*** INPUT DATA ***

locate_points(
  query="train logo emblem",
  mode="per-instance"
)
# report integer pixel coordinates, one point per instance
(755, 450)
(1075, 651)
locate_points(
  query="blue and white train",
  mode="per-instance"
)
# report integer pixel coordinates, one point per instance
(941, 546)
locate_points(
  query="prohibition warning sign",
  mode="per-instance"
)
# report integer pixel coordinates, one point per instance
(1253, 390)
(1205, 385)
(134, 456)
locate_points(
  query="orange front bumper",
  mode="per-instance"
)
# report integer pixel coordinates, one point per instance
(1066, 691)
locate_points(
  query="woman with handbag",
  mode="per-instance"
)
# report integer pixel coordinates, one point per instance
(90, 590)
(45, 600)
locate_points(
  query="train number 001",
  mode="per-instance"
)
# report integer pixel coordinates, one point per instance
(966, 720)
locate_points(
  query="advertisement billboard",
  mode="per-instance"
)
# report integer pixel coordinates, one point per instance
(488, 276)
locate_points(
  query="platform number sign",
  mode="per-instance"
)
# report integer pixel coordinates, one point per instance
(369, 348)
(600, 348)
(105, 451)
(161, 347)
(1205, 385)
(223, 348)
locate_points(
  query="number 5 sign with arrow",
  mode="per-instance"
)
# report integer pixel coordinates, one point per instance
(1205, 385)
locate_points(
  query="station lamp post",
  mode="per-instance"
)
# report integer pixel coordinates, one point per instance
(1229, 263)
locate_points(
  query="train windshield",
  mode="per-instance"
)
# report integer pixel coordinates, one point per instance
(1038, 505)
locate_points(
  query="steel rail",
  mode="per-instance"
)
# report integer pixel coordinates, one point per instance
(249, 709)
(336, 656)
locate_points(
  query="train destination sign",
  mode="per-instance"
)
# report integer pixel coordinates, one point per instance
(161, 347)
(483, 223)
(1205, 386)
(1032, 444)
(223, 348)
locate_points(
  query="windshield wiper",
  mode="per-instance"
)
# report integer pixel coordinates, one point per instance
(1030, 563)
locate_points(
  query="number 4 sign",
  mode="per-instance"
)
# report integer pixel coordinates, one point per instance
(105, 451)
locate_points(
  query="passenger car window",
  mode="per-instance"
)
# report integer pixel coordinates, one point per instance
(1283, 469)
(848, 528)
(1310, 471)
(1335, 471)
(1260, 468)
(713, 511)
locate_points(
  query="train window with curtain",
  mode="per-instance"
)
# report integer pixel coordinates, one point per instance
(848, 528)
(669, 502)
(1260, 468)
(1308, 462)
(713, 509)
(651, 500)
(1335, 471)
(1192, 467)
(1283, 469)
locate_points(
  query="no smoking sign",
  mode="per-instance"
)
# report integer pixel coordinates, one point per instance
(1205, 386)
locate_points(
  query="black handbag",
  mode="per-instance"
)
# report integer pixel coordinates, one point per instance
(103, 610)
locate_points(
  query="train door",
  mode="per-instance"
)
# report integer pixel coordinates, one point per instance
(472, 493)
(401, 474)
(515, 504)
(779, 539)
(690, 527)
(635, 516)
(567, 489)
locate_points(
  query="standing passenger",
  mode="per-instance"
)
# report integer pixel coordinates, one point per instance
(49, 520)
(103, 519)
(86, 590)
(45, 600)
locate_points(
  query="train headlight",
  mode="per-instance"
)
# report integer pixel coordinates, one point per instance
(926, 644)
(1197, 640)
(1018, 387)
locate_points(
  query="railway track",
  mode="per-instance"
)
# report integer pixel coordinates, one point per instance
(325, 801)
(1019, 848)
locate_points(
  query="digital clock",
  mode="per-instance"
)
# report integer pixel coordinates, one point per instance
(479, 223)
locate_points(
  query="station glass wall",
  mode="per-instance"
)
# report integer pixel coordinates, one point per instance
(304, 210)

*** End of INPUT DATA ***
*** INPUT DATA ***

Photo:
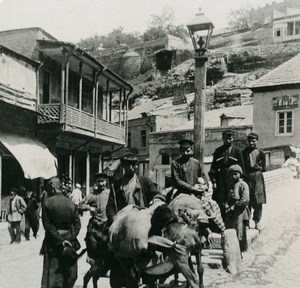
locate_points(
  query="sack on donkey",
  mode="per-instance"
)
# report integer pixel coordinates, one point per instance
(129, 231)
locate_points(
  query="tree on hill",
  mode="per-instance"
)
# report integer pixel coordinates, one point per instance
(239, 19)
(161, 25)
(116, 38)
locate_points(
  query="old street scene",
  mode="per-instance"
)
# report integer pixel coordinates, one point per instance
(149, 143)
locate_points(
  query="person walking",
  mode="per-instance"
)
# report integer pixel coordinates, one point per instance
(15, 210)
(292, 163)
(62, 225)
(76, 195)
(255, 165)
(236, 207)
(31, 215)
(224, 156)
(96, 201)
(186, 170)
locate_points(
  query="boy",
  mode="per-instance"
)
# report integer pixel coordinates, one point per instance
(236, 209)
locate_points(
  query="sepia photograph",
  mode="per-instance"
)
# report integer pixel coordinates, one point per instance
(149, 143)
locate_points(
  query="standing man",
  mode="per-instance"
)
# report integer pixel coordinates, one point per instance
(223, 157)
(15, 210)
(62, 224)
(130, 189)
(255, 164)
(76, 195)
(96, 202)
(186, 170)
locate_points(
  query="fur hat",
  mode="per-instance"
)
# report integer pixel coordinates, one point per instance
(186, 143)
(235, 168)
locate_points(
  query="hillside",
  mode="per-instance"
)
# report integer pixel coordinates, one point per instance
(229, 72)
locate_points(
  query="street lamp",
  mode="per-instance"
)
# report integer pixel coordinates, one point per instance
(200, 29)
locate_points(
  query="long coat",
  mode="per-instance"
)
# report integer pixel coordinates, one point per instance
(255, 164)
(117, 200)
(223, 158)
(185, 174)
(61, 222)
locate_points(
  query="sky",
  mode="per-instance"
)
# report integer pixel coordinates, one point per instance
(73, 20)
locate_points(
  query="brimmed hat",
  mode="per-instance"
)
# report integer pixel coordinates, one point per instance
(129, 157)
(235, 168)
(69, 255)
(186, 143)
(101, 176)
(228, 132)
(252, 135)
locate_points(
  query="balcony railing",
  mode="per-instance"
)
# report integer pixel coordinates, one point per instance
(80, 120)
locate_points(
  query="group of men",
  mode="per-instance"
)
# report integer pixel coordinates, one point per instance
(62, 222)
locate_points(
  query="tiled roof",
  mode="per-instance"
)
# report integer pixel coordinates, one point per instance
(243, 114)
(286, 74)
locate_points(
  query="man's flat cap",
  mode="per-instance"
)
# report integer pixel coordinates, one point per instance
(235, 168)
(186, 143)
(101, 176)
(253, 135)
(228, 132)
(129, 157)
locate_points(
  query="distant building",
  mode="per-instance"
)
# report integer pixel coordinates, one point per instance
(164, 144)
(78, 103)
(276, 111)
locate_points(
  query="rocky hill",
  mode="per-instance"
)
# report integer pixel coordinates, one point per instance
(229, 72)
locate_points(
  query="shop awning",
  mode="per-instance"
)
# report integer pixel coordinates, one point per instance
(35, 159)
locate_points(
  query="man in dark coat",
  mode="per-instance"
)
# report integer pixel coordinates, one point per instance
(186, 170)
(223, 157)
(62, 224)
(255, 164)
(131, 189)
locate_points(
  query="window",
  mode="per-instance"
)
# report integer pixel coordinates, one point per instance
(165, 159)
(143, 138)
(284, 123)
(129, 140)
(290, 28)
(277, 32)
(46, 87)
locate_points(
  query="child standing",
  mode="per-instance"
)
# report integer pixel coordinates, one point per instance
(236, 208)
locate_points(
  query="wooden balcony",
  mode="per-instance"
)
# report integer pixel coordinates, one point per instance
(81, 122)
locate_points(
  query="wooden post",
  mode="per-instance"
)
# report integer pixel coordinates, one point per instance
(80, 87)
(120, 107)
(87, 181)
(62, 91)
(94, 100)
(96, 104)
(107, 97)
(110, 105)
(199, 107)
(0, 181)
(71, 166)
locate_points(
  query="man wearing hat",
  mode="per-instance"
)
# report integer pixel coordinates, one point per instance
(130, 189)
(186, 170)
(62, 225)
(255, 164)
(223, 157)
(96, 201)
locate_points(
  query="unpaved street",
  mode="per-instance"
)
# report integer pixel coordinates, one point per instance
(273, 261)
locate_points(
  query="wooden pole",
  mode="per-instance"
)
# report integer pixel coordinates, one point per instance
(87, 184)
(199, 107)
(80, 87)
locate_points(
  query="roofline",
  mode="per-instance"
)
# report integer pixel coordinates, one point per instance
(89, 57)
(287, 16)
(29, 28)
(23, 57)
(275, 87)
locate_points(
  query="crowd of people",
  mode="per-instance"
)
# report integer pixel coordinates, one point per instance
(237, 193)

*** End of INPUT DATA ***

### PROBLEM REQUIREMENTS
Which lines in the data above hold the word "coat"? Return each of them.

### WRITTEN SOLUTION
  query="long coat",
  query="man in dark coat",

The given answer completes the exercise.